**Angezeigter Text:**
————————

Als die Gefangenen vom Pegauer Weg aus zur Zwangsarbeit an der Schweizer Straße geführt wurden, hat eine mutige Schömbergerin dieses Spielzeug als Tauschobjekt gegen Nahrungsmittel erhalten.
In "Bahnhof-KZ" Schömberg wurden zwischen Dezember 1943 und April 1945 circa 800 Gefangene zur Zwangsarbeit eingesetzt – in allen sieben Wüste-Lagern zusammen circa 12.000 Menschen. Die Situation in den Lagern war katastrophal. Krankheiten breiteten sich aus. An Tuberkulose erkrankte sollen nach Aussagen von Häftlingen mit Formaldehyd-Spritzen getötet worden sein. Viele weitere starben bei den Arbeitseinsätzen. Die Leichen wurden in Massengräbern im Schönhager Loch verscharrt. Während der französischen Besatzung wurden diese exhumiert und auf den KZ-Friedhof zwischen Dautmergen und Schömberg umgebettet.
Die historische Aufarbeitung dieser Verbrechen auf lokaler und regionaler Ebene ging nur sehr langsam vonstatten. So weiß die Kreischronik von 1961 mehr über die Steinzeit vor 20.000 Jahren zu berichten, als über die Konzentrationslager der Jahre 1944/45. Sogar der Einmarsch französischer Truppen nimmt mehr Raum ein als die deutschen Verbrechen. Erst die Kreischronik von 1989 widmet den Konzentrationslagern einen eigenen Aufsatz. Und erst im Jahre 2008 wurde auf dem KZ-Friedhof Schömberg eine Informationstafel angebracht, die Aufschluss über dessen Anlegung gibt.
Dass dieser Teil der Geschichte unserer Region nicht in Vergessenheit gerät, ist insbesondere der 1987 gegründeten Initiative Gedenkstätte Eckerwald e.V. zu verdanken. Mit viel freiwilligem Engagement hat sie sich der Erinnerung, Spurensicherung und Dokumentation verschrieben.
Der Titel dieses Beitrags „Sie behandelten uns wie Tiere“ ist ein Zitat von Irving Wasserman. Er wurde am 12. Dezember 1924 im polnischen Plonsk geboren. 1942 wurde er verschleppt. Zunächst nach Ausschwitz-Birkenau, Struthof, Hailfingen-Tailfingen und 1944 nach Schömberg. Auf einem Todesmarsch in den letzten Kriegstagen wurden er und seine Mitgefangenen durch französische Truppen befreit. ZAK_Sa_UW_4_02841_Wasserman_Irving
Das Kreisarchiv des Zollernalbkreises verwahrt umfangreiche Unterlagen über das „Unternehmen Wüste“ sowie Zeitzeugeninterviews. Diese stehen der Nutzung offen und können von jedermann eingesehen werden.

————————

[Gespeicherte Einträge]
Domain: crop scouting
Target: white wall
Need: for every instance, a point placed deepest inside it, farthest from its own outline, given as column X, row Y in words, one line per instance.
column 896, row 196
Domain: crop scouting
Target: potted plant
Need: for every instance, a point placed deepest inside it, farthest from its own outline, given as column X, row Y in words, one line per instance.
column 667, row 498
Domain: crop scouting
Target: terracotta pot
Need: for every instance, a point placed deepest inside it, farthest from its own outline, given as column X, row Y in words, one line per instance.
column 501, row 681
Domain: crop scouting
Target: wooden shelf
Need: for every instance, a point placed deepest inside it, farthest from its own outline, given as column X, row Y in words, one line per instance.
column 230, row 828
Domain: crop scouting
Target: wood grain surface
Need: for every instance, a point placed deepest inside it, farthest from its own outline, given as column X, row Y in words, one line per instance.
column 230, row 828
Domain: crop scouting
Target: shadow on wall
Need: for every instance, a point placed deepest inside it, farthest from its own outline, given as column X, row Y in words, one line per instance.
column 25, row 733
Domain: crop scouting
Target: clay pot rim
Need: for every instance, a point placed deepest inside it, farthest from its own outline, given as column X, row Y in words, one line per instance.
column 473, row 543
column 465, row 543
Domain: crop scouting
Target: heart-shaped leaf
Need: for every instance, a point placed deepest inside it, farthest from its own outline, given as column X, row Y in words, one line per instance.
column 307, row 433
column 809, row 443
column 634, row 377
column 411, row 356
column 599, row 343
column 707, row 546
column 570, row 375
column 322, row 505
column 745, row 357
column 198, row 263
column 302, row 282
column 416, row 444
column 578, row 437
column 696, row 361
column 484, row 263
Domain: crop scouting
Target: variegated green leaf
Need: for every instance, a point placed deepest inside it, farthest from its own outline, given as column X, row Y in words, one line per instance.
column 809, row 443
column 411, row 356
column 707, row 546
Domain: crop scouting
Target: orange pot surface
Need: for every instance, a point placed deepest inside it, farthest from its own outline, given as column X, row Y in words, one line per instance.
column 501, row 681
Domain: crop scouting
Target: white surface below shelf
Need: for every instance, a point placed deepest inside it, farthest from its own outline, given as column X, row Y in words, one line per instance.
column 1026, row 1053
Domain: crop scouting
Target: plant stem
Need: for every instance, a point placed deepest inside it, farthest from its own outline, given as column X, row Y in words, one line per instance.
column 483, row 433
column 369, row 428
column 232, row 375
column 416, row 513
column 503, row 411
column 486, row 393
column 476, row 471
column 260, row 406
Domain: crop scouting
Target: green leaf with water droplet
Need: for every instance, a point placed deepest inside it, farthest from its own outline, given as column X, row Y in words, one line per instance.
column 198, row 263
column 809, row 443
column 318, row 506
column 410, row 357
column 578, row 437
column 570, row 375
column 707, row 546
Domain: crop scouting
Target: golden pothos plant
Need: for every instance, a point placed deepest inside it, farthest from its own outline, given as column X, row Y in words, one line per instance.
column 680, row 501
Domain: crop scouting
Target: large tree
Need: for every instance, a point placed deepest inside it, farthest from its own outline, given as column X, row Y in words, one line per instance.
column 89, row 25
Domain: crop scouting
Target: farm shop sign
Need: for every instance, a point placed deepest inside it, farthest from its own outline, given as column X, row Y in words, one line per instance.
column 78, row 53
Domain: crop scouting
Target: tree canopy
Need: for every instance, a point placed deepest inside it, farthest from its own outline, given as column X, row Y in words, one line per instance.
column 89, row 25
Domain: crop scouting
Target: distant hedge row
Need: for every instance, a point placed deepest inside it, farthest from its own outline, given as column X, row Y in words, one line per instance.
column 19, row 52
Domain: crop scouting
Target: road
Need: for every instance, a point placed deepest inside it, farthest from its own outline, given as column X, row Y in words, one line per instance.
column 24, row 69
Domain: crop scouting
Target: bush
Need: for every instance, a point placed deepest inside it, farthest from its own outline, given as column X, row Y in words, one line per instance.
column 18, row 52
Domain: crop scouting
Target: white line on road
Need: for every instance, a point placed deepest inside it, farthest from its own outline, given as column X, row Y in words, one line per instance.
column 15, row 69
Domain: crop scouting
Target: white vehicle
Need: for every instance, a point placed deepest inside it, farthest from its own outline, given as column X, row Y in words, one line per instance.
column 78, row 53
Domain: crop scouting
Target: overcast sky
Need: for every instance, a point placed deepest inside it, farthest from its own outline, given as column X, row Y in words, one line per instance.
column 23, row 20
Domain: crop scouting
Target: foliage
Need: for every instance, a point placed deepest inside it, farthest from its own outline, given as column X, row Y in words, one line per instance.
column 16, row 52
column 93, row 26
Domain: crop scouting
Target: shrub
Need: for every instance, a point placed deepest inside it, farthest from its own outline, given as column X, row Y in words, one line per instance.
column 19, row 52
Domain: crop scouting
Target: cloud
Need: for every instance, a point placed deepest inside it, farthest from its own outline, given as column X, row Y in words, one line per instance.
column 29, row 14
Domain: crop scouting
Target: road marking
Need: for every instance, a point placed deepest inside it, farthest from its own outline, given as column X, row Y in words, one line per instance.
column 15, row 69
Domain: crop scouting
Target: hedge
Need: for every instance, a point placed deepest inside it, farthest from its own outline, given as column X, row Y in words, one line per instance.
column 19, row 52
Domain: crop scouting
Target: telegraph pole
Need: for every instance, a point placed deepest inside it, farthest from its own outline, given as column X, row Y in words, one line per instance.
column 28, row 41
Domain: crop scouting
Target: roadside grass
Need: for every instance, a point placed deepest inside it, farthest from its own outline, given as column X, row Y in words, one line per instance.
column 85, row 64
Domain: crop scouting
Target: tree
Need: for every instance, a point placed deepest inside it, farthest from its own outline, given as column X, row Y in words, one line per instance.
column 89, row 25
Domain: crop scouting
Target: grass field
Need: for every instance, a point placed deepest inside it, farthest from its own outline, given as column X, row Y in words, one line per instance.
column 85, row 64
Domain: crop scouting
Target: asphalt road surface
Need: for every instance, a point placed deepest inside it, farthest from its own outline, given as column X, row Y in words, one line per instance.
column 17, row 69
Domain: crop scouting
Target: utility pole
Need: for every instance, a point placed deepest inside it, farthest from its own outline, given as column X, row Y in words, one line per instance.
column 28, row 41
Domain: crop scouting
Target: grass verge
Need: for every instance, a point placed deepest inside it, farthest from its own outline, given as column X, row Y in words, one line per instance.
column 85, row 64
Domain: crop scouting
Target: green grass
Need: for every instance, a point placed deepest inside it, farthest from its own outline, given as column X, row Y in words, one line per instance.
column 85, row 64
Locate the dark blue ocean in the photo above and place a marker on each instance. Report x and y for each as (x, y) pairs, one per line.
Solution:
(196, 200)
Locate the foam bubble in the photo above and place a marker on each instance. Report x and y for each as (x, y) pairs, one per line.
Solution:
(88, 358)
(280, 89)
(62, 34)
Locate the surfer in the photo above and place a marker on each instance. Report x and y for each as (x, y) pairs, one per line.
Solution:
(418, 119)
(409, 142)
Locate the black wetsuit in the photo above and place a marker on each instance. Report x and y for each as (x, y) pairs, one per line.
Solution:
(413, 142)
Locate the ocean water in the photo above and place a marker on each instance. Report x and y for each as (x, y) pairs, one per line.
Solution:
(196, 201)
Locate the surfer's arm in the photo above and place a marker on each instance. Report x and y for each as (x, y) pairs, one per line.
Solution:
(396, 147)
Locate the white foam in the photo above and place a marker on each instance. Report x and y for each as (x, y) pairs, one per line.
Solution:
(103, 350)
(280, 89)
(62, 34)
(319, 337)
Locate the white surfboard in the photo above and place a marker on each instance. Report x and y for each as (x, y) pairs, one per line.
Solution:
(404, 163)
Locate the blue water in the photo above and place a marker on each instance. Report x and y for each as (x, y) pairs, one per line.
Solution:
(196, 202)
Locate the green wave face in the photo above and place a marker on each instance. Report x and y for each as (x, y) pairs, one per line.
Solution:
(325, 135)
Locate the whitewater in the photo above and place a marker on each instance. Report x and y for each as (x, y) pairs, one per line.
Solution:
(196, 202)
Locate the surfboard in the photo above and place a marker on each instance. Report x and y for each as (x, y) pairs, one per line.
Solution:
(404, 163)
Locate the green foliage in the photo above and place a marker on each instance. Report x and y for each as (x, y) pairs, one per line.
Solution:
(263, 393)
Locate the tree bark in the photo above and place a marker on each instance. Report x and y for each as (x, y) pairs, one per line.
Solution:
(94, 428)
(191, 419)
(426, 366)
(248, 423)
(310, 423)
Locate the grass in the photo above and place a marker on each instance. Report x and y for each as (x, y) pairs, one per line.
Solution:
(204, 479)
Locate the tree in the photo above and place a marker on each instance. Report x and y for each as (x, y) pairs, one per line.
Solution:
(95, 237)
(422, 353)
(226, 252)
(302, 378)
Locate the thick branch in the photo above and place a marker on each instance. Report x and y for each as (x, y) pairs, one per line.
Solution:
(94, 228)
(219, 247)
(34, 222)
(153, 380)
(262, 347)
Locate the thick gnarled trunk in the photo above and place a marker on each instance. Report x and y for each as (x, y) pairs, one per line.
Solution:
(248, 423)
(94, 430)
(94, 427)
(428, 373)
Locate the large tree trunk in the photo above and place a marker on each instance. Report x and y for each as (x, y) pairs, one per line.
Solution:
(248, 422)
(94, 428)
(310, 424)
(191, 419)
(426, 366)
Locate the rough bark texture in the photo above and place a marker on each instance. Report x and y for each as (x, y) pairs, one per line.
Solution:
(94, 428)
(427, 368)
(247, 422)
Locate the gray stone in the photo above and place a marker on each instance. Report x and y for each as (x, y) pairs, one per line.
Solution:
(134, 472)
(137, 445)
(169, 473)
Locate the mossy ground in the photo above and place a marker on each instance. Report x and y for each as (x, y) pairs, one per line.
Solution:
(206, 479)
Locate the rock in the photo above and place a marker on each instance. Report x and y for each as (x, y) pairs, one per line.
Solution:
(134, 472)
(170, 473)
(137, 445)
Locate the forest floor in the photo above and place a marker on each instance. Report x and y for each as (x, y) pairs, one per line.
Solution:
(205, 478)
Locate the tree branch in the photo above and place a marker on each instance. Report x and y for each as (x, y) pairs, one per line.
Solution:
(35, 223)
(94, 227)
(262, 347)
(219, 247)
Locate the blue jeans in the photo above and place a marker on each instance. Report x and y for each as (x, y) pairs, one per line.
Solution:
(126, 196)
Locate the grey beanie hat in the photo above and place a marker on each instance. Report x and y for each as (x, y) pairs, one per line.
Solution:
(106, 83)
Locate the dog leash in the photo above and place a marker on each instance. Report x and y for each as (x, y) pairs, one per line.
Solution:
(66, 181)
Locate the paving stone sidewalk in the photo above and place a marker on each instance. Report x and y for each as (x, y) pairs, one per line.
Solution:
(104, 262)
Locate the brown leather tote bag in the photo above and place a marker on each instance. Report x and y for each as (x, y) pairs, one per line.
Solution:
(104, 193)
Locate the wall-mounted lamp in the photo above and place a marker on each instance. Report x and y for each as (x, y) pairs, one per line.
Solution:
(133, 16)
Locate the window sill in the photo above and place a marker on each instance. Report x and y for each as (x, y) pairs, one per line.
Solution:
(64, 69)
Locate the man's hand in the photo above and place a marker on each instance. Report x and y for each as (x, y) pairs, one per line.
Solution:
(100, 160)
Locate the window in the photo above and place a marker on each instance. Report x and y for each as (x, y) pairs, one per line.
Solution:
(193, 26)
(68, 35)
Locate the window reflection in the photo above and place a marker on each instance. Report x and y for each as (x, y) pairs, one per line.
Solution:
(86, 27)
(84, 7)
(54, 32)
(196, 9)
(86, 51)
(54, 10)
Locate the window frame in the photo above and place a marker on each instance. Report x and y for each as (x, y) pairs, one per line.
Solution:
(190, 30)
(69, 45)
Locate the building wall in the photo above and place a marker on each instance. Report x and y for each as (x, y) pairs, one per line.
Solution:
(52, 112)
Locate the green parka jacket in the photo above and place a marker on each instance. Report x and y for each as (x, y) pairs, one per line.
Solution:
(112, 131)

————————

**Aufgabenstellung:**
Gib bitte aus dem Text über das KZ Schömberg alles von „Dass dieser Teil“ bis hinunter zu „und Dokumentation verschrieben.“ wörtlich wieder. Das Material spielt hierfür keine Rolle.

**Antwort:**
Dass dieser Teil der Geschichte unserer Region nicht in Vergessenheit gerät, ist insbesondere der 1987 gegründeten Initiative Gedenkstätte Eckerwald e.V. zu verdanken. Mit viel freiwilligem Engagement hat sie sich der Erinnerung, Spurensicherung und Dokumentation verschrieben.